The “Quantified self” and the “Internet of things” are referenced often in the technology circles as the next phase of consumer innovation. The question is how will we manage privacy and who will own the avalanche of consumer data that will get created as the web lacks a platform to enable these movements going forward.

The reason the consumer web innovation has stagnated and these problems have not been solved is the lack of profitable monetization model for consumer products as businesses think that consumers want everything for free. That has led to turning the user into a product for sale and monetizing it with irrelevant advertising. Global media ad spend is $550 billion business and less than 25% of that is currently digital. It is easy to see why the social platforms and Google have focused so much on serving irrelevant advertising- it’s a big market and offers a lot of opportunity for a land grab, regardless of whether any value is created for consumers or for advertisers.

As a result, a new problem was created- the lack of privacy and trust, which has led to disengagement from the social networks and has discouraged people from bringing more of their life online.

2.5 billion people are impacted by these problems on the web today and that number is expected to double in the next 5 years.

At Ecolate, we decided to solve these problems by innovating in both technology and business model. We enable people to manage all of their life online with full privacy and full control of their data. And we empower users to generate income by monetizing their content, skills, and knowledge. We believe, on the consumer web, People are In Charge of their Life, not the social networks!

========================================================================

**Exercise details:**
Transcribe the part of the passage on consumer web privacy starting with "The reason the" and going on through "their life online.". The records that come next are drawn from a separate source.

Excerpts from a point labeling dataset:
========================================================================

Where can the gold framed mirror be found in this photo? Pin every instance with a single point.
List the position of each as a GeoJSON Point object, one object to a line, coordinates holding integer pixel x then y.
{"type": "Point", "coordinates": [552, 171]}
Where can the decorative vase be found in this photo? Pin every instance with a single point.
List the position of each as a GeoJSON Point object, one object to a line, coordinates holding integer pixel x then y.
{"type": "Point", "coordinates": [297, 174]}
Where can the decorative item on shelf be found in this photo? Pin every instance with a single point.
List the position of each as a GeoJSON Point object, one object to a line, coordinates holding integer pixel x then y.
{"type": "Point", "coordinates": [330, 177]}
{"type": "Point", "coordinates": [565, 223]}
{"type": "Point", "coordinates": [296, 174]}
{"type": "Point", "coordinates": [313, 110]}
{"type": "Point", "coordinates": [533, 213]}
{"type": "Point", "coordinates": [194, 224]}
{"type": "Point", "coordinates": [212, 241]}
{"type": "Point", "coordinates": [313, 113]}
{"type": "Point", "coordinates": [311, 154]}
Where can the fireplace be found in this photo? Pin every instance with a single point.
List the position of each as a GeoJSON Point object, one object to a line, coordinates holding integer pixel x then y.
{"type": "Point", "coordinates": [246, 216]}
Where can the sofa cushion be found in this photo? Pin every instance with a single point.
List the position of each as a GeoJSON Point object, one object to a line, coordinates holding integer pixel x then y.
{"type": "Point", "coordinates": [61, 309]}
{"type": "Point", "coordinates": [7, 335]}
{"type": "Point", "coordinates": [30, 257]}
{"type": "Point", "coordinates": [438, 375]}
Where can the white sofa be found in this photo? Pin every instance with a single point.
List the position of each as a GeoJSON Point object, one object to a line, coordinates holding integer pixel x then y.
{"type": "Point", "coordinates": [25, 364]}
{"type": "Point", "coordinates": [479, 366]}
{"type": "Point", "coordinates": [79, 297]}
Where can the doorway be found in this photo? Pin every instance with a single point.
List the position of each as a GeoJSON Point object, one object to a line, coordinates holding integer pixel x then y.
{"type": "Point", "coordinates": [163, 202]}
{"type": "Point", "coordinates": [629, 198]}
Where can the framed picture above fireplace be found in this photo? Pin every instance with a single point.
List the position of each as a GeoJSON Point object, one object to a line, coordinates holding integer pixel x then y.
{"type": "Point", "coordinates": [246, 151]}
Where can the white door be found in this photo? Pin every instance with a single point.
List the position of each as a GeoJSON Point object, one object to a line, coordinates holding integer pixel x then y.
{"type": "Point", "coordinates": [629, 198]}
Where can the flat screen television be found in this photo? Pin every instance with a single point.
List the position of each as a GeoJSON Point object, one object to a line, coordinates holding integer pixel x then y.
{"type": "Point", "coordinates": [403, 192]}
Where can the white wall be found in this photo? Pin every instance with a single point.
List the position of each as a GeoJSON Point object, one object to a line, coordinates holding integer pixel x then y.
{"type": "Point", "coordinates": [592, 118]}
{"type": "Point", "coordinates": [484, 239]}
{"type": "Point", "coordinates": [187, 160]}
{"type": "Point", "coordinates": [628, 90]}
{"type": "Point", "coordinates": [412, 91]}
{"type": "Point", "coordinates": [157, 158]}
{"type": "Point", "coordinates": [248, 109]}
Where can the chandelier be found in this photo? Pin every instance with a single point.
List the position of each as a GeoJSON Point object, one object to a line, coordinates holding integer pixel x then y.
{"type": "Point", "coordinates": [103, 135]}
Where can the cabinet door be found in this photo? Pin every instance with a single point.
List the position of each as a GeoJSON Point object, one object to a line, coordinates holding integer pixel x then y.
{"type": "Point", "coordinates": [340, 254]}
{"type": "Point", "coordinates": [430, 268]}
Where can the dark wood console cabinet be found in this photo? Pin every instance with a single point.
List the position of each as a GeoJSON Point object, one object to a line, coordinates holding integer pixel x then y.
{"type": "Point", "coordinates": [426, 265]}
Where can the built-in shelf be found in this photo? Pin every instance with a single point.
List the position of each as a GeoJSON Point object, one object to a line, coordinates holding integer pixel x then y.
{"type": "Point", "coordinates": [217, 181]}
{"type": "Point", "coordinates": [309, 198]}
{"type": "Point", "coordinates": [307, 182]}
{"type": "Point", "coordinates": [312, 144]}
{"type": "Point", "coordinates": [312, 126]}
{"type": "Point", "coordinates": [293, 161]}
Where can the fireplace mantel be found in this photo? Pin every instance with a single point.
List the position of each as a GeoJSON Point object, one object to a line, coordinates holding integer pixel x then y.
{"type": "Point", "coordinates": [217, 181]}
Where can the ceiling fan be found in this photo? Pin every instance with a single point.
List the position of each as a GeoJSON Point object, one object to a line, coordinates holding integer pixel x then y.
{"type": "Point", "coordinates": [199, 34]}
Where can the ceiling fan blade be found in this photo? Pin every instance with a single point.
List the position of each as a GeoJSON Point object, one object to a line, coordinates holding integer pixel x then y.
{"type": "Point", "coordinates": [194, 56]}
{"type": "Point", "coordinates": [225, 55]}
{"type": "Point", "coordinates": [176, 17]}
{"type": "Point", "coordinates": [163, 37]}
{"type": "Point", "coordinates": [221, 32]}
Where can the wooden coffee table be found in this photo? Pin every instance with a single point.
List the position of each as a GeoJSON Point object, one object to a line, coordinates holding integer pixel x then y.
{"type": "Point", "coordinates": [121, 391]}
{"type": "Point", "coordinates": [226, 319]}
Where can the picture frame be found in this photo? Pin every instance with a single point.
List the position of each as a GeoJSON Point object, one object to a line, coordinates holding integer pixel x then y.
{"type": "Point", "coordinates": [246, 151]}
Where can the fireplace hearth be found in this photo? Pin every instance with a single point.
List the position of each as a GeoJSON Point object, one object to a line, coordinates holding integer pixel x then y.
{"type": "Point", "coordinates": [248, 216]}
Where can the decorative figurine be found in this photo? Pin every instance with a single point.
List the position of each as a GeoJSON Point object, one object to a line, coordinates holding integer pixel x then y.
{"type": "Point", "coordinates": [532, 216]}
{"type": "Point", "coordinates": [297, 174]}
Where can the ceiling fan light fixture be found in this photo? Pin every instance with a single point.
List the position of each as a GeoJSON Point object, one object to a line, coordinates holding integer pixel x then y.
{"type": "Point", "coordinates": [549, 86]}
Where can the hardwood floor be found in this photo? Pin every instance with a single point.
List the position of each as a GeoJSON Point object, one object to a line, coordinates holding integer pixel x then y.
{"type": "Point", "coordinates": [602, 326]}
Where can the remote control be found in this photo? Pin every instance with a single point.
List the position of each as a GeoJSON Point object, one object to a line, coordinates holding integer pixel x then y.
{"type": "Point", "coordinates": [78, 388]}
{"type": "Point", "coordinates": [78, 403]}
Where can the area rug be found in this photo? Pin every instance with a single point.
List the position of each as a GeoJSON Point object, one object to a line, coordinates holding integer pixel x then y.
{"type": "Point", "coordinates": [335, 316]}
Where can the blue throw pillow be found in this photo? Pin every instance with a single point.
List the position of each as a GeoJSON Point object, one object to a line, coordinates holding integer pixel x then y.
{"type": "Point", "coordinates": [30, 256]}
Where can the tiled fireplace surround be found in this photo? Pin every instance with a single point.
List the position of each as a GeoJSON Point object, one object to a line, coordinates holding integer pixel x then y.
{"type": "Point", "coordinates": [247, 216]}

========================================================================

**Correct answer:**
The reason the consumer web innovation has stagnated and these problems have not been solved is the lack of profitable monetization model for consumer products as businesses think that consumers want everything for free. That has led to turning the user into a product for sale and monetizing it with irrelevant advertising. Global media ad spend is $550 billion business and less than 25% of that is currently digital. It is easy to see why the social platforms and Google have focused so much on serving irrelevant advertising- it’s a big market and offers a lot of opportunity for a land grab, regardless of whether any value is created for consumers or for advertisers.

As a result, a new problem was created- the lack of privacy and trust, which has led to disengagement from the social networks and has discouraged people from bringing more of their life online.